» **Given records**
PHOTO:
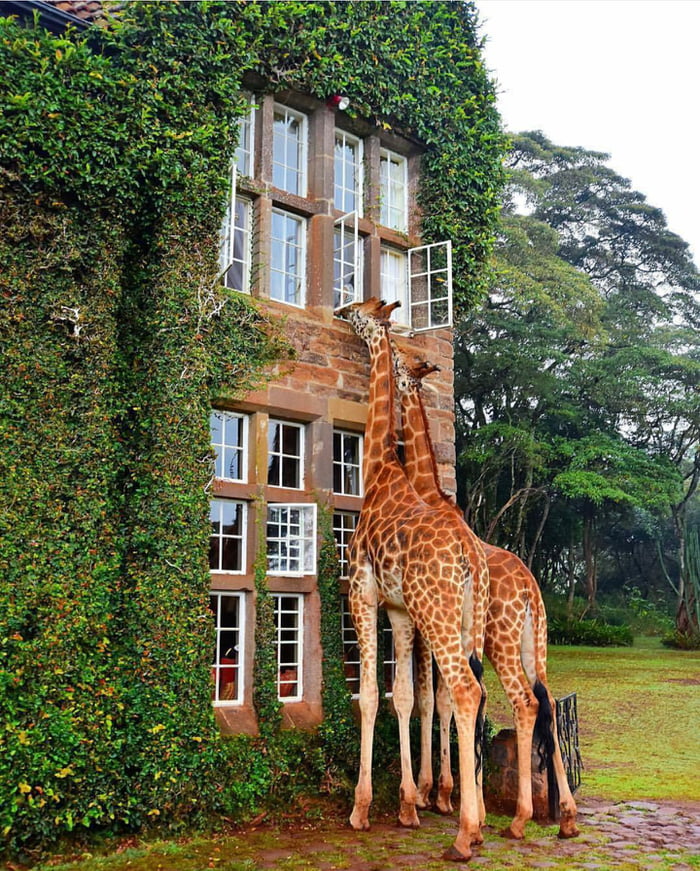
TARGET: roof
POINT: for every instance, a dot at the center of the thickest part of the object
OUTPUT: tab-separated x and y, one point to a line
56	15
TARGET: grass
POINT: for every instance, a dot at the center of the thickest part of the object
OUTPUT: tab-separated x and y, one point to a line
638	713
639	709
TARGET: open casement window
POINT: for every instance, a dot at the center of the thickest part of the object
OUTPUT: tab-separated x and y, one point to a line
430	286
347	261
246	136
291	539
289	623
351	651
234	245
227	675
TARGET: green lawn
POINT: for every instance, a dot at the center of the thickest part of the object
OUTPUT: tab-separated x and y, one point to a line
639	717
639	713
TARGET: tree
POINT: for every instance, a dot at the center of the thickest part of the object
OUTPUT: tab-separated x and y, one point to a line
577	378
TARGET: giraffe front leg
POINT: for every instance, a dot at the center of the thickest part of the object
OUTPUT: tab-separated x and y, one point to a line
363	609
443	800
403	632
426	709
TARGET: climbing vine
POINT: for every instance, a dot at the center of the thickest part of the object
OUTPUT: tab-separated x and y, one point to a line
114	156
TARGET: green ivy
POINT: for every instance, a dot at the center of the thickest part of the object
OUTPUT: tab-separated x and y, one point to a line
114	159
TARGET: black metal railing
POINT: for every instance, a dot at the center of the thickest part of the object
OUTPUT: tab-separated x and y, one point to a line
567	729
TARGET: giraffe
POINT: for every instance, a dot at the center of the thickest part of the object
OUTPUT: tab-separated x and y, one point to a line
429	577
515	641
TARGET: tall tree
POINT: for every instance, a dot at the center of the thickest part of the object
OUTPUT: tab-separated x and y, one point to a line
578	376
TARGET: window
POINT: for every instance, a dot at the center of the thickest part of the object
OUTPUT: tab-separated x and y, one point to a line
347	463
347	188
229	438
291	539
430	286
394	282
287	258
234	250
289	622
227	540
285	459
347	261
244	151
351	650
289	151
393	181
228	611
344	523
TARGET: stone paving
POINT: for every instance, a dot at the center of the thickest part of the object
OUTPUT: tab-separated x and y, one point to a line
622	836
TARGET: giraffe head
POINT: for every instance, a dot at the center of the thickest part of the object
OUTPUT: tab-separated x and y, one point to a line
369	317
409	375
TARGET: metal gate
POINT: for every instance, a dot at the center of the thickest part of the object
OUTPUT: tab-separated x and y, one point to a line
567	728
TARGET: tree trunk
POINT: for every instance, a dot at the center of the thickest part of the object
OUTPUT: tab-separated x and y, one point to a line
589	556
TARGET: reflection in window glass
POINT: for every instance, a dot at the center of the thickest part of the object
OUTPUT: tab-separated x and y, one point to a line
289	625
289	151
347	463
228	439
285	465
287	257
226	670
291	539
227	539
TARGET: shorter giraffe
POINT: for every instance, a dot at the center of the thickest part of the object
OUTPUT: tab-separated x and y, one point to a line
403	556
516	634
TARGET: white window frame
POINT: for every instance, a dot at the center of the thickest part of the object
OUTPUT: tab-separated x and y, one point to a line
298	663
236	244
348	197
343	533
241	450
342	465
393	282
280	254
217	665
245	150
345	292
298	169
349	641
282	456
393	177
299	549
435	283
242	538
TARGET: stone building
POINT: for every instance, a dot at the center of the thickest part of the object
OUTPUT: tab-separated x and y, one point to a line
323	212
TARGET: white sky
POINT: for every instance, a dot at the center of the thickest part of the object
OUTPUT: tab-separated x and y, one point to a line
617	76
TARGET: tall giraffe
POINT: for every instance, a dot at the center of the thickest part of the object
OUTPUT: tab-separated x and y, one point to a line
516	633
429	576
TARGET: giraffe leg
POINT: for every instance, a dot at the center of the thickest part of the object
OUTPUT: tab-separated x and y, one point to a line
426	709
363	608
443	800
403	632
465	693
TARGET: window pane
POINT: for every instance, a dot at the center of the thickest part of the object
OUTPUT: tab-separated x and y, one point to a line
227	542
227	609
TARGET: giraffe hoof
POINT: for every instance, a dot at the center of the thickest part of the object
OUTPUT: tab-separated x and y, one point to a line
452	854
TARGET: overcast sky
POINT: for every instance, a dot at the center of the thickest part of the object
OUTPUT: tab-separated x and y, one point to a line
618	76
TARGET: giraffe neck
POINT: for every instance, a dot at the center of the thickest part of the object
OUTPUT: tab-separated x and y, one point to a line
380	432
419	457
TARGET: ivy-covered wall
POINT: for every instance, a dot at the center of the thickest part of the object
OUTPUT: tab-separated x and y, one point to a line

» **Task statement**
Reproduce the lines from the one with "TARGET: window pane" through the final line, both included, with requests left unchanged and every x and y coordinate in the answers multiplied by 2.45 and rounded to the nearest whole number, with halves rounded up. Give only those lines.

» **Solved exercise**
TARGET: window pane
POINT: for every instance, a dot at the center of the thickest part of the object
OUTPUT: tab-separated x and y, one point to a line
556	1328
556	1492
TARGET: giraffe hoof
POINT: for every instance, a dot at the center of the thickest part of the object
OUTPUT: tab-separated x and y, one point to a line
1107	2092
TARGET: overcast sky
POINT: for every instance, a dot at the center of the thickest part of the object
OUTPUT: tab-separated x and y, one point to a line
1514	186
TARGET: giraffe neck
POINT: for every instance, a dot at the center of the thickest part of the object
OUTPUT: tab-separated x and y, one point to a line
931	1058
1027	1120
TARGET: ivy-covered wall
POINT: for every instance, a dot at the center of the thickest part of the object
OUTPUT: tab-separated x and y, one point to a line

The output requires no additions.